*** Given information ***

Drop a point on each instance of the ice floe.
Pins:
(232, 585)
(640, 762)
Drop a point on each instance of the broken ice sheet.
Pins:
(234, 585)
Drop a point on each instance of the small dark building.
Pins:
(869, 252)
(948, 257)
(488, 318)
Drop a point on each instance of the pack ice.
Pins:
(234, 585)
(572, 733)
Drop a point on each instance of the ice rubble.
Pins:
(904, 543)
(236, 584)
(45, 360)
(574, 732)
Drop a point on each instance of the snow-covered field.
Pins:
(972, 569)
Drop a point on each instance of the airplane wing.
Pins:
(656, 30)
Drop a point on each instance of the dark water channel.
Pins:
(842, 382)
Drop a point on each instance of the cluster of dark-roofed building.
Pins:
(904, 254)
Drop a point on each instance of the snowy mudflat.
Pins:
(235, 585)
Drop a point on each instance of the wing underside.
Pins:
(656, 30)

*** End of Given information ***

Problem requirements => Look through the entries above and find each line where the word "Drop" occurs; copy those lines.

Solved problem =>
Drop a point on each instance of the ice floe.
Drop a point on each instance of the broken ice sheet.
Drop a point on each instance of the small dark building.
Drop a point on each instance of the pack ice.
Drop a point on each instance of the ice rubble.
Drop a point on each instance of the snow-covered field.
Drop a point on each instance of the airplane wing.
Drop a point on each instance of the dark water channel.
Drop a point on each instance of the cluster of dark-roofed building.
Drop a point on each instance of the snowy mudflat.
Drop a point on each instance of the wing underside.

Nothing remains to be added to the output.